» WHAT IS NEEDED: Could you continue the court opinion about the land-sale contract, starting right after its last sentence?

[start of DOCUMENT]

Case ID: nj-eq_103/html/0412-01.html
Source: Caselaw Access Project
Author: {"author": "Per Curiam.", "license": "Public Domain", "url": "https://static.case.law/"}
Date Created: 2024-08-24T03:29:51.129683

Esther Teitleman et vir, et al., respondents, v. Porter Smith Company, Incorporated, et al., appellants.
    [Decided October 15th, 1928.]
    ' Where vendors executed a contract for the sale of real estate which was not acknowledged by all of them, but later they executed deeds acknowledged by all parties, and were at all times ready, able and willing to comply with the contract and transfer title to the property, held, that the answer of the defendants to the vendors’ bill for specific performance of contract, alleging that two of the vendors failed to acknowledge the contract, and that the contract therefore lacked mutuality of remedy and was unenforceable, did not state a defense.
    On appeal from a decree of the court of chancery advised by Vice-Chancellor Ingersoll, who filed the following opinion r
    “A bill was filed for the specific performance of a contract made between the parties, wherein the complainant agreed to convey and the defendants to purchase a tract of land described in the bill. The title to the premises was in Esther Teitleman, wife of Solomon Teitleman, and Israel S. Teitleman.
    “The agreement was signed by all the parties, but no acknowledgment was made by Esther Teitleman or by Mary Teitleman, wife of Israel S. Teitleman.
    
      “Answer is filed admitting the contract, but denying paragraphs 4, 5 and 6, which were allegations that complainants were and have been ready, willing and able to make conveyance, but that defendants have refused to carry out said contract. For a first defense, the defendants allege that said Esther Teitleman and Mary Teitleman have not acknowledged the execution of the “agreement of sale” and that by reason thereof the said agreement lacked mutuality of remedy and is therefore unenforceable as against the defendants.

[end of DOCUMENT]
[start of SUPPLIED DATA]

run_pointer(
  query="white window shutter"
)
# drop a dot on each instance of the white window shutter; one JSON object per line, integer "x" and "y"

[end of SUPPLIED DATA]

» THE OUTPUT:
    “A second defense, that the complainants did not tender to these- defendants a special warranty deed, was withdrawn.
    “On notice, a motion was heard to strike out the answer filed, and each of the defenses set up therein, on the ground that said answer and said defenses are sham and frivolous and that the facts stated in the first defense are insufficient to prevent complainant from recovering.
    “The affidavits served and read in court (the answering defendants presenting no affidavits or other proof) show that a deed was prepared, duly executed and acknowledged by all the grantors (the complainants) and in the possession of Samuel F. Eldredge at his office, where the settlement was to be made, prior to August 17th, 1927, the time fixed in the agreement for settlement. One of the defendants made arrangements with said Eldredge for settlement to take place at two p. m. on August 17th, 1927 — -prior to that time he was notified that the defendant would not be ready at the time indicated. At that hour all of the complainants, except Mary Teitleman and Israel Teitleman, were present at said office for settlement, and there remained from two o’clock until about four o’clock, Israel Teitleman coming in in the meantime. On the same day Eldredge took the deed to King A. Porter, one of the defendants, informed him that the sellers were ready for settlement, demanded the purchase price and tendered the deed.
    “Porter said the purchasers were unable to take title because they had been unable to raise the money, but that he would talk with his partner, Smith, and arrange to be at his (Eldredge’s) office at eight o’clock that evening to make settlement. The same complainants were at Eldredge’s office that evening, and Smith notified Eldredge by telephone that it would be useless for him to come as he had not raised the money.
    “On August 18th, Smith called Eldredge and stated that they had not yet been able to raise the money and asked the parties to wait until the following Tuesday — on that day Smith again telephoned that they were unable to make settlement. That complainants were always ready, willing and able to comply with the terms of the contract; that the deed has always been ready for delivery, and has been presented in court.
    “The defendants insist that the first defense is a valid one and should not be stricken.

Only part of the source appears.